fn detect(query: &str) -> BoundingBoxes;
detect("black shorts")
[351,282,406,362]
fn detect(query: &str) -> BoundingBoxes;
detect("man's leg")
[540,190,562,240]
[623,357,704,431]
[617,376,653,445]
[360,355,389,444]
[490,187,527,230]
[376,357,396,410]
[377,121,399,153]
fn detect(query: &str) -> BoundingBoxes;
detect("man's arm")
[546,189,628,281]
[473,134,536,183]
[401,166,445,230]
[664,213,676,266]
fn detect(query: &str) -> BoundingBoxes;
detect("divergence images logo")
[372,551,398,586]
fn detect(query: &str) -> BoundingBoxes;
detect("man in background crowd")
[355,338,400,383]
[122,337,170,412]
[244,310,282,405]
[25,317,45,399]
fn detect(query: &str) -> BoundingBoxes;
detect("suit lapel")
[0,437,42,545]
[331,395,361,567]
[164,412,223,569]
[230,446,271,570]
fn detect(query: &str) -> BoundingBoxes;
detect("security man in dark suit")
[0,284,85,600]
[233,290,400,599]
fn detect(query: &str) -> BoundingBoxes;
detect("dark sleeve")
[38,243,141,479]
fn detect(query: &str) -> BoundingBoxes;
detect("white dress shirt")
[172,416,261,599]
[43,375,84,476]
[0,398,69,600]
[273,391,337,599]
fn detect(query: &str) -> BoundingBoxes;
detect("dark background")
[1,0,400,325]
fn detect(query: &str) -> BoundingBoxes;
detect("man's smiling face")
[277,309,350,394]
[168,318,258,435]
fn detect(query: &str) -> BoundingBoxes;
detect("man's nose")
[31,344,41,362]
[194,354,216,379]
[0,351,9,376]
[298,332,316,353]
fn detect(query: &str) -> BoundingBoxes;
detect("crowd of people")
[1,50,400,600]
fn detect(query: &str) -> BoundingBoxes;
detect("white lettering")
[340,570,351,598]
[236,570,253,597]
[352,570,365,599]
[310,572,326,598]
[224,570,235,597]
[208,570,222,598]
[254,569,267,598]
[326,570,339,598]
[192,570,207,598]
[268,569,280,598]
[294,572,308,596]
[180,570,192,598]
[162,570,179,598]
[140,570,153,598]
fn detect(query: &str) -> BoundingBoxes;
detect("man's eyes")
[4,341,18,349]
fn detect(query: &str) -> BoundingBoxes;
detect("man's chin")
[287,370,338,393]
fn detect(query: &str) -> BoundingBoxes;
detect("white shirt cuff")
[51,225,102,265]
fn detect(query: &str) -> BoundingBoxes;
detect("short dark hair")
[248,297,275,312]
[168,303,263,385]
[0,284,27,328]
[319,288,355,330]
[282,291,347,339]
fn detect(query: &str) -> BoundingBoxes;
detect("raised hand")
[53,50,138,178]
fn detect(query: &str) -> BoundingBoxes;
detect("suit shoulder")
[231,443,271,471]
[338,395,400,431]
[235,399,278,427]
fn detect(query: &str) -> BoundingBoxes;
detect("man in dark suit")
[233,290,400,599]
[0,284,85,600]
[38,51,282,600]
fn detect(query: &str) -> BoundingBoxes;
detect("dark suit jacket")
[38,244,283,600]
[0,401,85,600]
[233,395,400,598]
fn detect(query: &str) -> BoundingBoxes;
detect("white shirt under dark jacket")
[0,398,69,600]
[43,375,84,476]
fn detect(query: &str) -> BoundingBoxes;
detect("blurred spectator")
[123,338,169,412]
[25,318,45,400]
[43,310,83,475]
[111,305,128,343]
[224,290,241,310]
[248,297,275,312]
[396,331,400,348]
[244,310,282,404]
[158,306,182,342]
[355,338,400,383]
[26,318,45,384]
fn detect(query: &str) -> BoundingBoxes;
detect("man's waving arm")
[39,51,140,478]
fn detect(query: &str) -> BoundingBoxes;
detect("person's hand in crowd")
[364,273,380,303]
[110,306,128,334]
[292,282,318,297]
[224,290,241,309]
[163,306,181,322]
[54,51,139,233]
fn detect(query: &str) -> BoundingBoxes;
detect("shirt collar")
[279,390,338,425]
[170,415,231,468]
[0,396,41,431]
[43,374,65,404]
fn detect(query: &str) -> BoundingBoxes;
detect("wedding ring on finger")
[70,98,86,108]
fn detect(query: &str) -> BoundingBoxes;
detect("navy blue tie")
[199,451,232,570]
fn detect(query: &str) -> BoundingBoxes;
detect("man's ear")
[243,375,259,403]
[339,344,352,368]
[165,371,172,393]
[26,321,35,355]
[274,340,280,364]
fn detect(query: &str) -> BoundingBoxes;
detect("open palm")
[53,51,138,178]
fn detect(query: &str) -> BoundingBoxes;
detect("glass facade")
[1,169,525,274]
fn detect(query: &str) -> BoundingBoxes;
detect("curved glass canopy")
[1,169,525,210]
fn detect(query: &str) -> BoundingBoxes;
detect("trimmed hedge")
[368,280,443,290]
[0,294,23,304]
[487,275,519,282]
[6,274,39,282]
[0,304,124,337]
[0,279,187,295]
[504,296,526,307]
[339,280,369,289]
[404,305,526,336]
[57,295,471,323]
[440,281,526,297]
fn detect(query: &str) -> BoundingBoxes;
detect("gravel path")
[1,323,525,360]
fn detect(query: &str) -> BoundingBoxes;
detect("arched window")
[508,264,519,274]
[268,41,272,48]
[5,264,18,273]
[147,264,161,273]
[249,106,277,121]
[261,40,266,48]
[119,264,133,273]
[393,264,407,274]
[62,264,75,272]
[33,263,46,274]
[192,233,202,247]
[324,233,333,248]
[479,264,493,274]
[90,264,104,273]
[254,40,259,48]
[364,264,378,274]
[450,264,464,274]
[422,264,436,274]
· · ·
Directions for this task -> Copy out the material exactly, omitting nothing.

Output below ->
fn detect(query: &str) -> BoundingBoxes;
detect("black shorts")
[351,282,406,362]
fn detect(query: &str) -> BoundingBoxes;
detect("man's leg")
[540,190,562,240]
[623,357,704,431]
[617,376,653,445]
[360,355,389,444]
[490,187,527,230]
[376,357,396,410]
[377,121,399,153]
fn detect(query: &str) -> BoundingBoxes;
detect("man's arm")
[546,189,628,281]
[473,134,536,183]
[401,166,445,230]
[664,213,676,266]
fn detect(query: &str) -> BoundingBoxes;
detect("divergence images logo")
[372,551,398,586]
fn detect(query: &str) -> BoundingBoxes;
detect("man in background crowd")
[355,338,400,383]
[122,337,170,412]
[244,310,282,405]
[25,317,45,399]
fn detect(query: &str) -> BoundingBoxes;
detect("suit lapel")
[0,437,42,545]
[331,395,361,567]
[164,412,223,569]
[230,446,271,570]
fn detect(query: &str) -> BoundingBoxes;
detect("security man in dark suit")
[0,284,85,600]
[233,290,400,599]
fn detect(query: &str) -> BoundingBoxes;
detect("dark sleeve")
[38,243,141,479]
fn detect(query: &str) -> BoundingBoxes;
detect("white dress shirt")
[172,416,261,599]
[43,375,84,476]
[0,398,69,600]
[273,391,337,599]
fn detect(query: &str) -> BoundingBoxes;
detect("dark background")
[1,0,400,325]
fn detect(query: &str) -> BoundingBoxes;
detect("man's smiling face")
[277,309,350,394]
[168,318,258,435]
fn detect(query: &str) -> BoundingBoxes;
detect("man's nose")
[31,344,41,362]
[194,354,216,379]
[0,351,9,376]
[298,332,316,353]
fn detect(query: &str) -> BoundingBoxes;
detect("crowd of people")
[1,50,400,600]
fn detect(query: &str) -> BoundingBoxes;
detect("white lettering")
[340,570,351,598]
[236,570,253,597]
[352,570,365,599]
[310,572,326,598]
[224,570,235,597]
[208,570,222,598]
[254,569,267,598]
[326,570,339,598]
[192,570,207,598]
[268,569,280,598]
[294,572,308,596]
[180,570,192,598]
[162,570,179,598]
[140,570,153,598]
fn detect(query: &str) -> BoundingBoxes;
detect("man's eyes")
[4,341,18,349]
fn detect(query: &str) -> BoundingBoxes;
detect("man's chin")
[287,370,338,393]
fn detect(query: &str) -> BoundingBoxes;
detect("white shirt cuff")
[51,225,102,265]
fn detect(query: &str) -> BoundingBoxes;
detect("short dark hair")
[248,297,275,312]
[168,303,263,385]
[0,284,27,328]
[319,288,355,330]
[282,291,347,339]
fn detect(query: &str) -> BoundingBoxes;
detect("raised hand")
[53,50,138,178]
fn detect(query: &str) -> BoundingBoxes;
detect("suit shoulder")
[231,443,271,471]
[338,395,400,431]
[235,399,278,427]
fn detect(query: &str) -> BoundingBoxes;
detect("man in dark suit")
[233,290,400,599]
[0,284,85,600]
[38,51,282,600]
fn detect(query: &str) -> BoundingBoxes;
detect("dark suit jacket")
[38,244,283,600]
[0,401,85,600]
[233,395,400,598]
fn detect(query: &str) -> BoundingBoxes;
detect("white shirt under dark jacket")
[0,398,69,600]
[43,375,84,476]
fn detect(query: &str) -> BoundingBoxes;
detect("blurred spectator")
[123,338,169,412]
[25,318,45,400]
[43,310,83,475]
[111,305,128,343]
[224,290,241,310]
[248,297,275,312]
[396,331,400,348]
[244,310,282,404]
[158,306,182,342]
[355,338,400,383]
[26,318,45,384]
fn detect(query: &str) -> BoundingBoxes;
detect("man's waving arm")
[39,51,140,478]
fn detect(query: &str) -> BoundingBoxes;
detect("person's hand in crowd")
[364,273,380,303]
[110,306,128,334]
[292,282,318,297]
[224,290,241,309]
[163,306,181,322]
[54,51,139,233]
fn detect(query: &str) -> BoundingBoxes;
detect("shirt collar")
[279,390,338,425]
[170,415,231,468]
[0,396,41,431]
[43,374,65,404]
fn detect(query: &str) -> BoundingBoxes;
detect("wedding ring on finger")
[70,98,86,108]
fn detect(query: &str) -> BoundingBoxes;
detect("navy blue tie")
[199,451,232,570]
fn detect(query: &str) -> BoundingBoxes;
detect("man's ear")
[243,375,259,403]
[339,344,352,368]
[165,371,172,393]
[26,321,35,355]
[274,340,280,364]
fn detect(query: &str) -> BoundingBoxes;
detect("open palm")
[53,51,138,178]
fn detect(query: &str) -> BoundingBoxes;
detect("glass facade")
[1,169,525,274]
fn detect(query: &str) -> BoundingBoxes;
detect("curved glass canopy")
[1,169,525,210]
fn detect(query: &str) -> BoundingBoxes;
detect("trimmed hedge")
[368,280,443,290]
[0,294,23,304]
[487,275,519,282]
[6,274,39,282]
[0,304,124,337]
[0,279,187,295]
[504,296,526,307]
[339,280,369,289]
[404,305,526,336]
[57,295,471,323]
[440,281,526,297]
fn detect(query: &str) -> BoundingBoxes;
detect("gravel path")
[1,323,525,360]
fn detect(query: &str) -> BoundingBoxes;
detect("arched window")
[508,264,519,274]
[268,41,272,48]
[5,264,18,273]
[147,264,161,273]
[249,106,277,121]
[261,40,266,48]
[119,264,133,273]
[393,264,407,274]
[62,264,75,272]
[33,263,46,274]
[192,233,202,247]
[324,233,333,248]
[479,264,493,274]
[90,264,104,273]
[254,40,259,48]
[364,264,378,274]
[450,264,464,274]
[422,264,436,274]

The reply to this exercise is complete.